__SHORT EXERCISE 1__
Set down the part of the Simcoe County Museum passage that begins with the words "Museum staff will" and stops after the words "galleries and heritage sites.", copying it word for word.

Museum staff will take visitors behind the doors of the collection space and they’ll get to see how things are stored and learn the importance of the museum

The event is called May Is Museum Month and the Simcoe County Museum has events in place for the whole family to enjoy.

Since 2000, May Is Museum Month has been a program of the Ontario Museum Association and celebrated by Ontario’s 700-plus museums, galleries and heritage sites.

The annual event coincides with International Museum Day on May 18, a worldwide program of the International Council of Museums to highlight the importance of the role of museums as institutions that serve society and its development.

Simcoe County Museum events programmer Kate Hurley told BarrieToday there are great programs starting this weekend.

“Saturday, we start our guided tours, which isn’t something we normally offer to the public regularly, so it should be a really fun activity,” said Hurley. “The really cool thing about them is we have a thing called Behind the Ropes, where we will pull away the ropes at our heritage buildings and people go to spots they normally wouldn’t be able to.

__LISTED ENTRIES__
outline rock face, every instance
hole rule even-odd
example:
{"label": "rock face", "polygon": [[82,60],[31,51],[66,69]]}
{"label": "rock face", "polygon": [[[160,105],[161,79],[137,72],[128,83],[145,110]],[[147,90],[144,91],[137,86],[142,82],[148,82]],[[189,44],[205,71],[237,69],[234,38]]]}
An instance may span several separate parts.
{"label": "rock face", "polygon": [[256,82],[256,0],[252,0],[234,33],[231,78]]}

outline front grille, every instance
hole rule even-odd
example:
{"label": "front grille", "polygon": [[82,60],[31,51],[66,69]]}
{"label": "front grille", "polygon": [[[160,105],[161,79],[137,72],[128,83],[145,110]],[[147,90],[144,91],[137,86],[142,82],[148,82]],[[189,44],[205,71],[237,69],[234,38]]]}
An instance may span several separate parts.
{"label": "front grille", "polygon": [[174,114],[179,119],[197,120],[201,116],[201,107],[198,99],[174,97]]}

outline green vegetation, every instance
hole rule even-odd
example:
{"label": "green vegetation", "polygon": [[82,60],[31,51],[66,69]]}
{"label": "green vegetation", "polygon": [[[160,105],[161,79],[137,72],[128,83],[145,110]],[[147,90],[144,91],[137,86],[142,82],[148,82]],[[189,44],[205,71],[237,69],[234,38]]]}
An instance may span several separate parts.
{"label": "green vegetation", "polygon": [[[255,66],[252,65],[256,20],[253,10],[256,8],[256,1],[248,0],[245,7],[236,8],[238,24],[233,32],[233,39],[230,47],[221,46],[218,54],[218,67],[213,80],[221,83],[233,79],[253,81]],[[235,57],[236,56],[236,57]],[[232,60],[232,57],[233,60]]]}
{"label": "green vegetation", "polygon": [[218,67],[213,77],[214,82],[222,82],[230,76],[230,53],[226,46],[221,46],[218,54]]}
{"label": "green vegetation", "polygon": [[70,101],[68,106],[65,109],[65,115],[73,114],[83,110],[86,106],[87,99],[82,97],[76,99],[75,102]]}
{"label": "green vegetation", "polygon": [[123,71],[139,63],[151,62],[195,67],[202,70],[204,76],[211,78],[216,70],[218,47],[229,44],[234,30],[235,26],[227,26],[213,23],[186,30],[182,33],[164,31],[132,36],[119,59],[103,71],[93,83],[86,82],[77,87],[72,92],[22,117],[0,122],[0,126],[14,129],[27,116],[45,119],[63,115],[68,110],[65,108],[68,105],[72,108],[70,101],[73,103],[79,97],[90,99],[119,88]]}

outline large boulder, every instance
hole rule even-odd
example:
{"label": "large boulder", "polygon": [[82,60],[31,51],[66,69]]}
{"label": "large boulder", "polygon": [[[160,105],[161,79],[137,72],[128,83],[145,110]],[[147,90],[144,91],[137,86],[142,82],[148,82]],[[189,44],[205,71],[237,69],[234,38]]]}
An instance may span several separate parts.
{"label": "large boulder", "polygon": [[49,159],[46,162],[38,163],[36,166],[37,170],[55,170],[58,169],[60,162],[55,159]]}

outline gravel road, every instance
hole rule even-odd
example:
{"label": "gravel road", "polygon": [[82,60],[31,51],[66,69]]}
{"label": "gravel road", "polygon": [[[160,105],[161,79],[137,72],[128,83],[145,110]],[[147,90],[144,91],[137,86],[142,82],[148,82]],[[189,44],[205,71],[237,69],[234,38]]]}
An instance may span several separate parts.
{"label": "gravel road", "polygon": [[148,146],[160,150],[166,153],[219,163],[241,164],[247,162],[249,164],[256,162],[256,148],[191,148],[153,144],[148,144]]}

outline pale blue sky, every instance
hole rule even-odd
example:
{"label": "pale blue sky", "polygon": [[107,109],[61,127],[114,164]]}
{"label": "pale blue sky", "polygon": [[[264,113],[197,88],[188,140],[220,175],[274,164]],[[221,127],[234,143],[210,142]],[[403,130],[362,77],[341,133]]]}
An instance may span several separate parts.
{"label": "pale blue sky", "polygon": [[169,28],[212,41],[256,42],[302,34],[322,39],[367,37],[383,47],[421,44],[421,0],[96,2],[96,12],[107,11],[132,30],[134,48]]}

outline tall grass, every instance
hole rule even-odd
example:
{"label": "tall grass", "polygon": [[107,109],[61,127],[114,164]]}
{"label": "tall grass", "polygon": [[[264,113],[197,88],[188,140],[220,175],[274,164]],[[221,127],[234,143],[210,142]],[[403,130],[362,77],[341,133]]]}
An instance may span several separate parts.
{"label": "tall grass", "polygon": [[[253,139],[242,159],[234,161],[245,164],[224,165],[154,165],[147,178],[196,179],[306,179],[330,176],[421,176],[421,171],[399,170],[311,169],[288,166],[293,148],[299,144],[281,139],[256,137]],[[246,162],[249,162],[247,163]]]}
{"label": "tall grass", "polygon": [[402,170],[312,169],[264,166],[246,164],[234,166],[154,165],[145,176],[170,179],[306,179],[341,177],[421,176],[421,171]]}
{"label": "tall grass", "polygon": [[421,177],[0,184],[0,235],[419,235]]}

__SHORT EXERCISE 2__
How many lines of the entries contain the string "face"? Case counts, and the reply should be only the number.

__COMPLETE OUTPUT 1__
Museum staff will take visitors behind the doors of the collection space and they’ll get to see how things are stored and learn the importance of the museum

The event is called May Is Museum Month and the Simcoe County Museum has events in place for the whole family to enjoy.

Since 2000, May Is Museum Month has been a program of the Ontario Museum Association and celebrated by Ontario’s 700-plus museums, galleries and heritage sites.

__COMPLETE OUTPUT 2__
4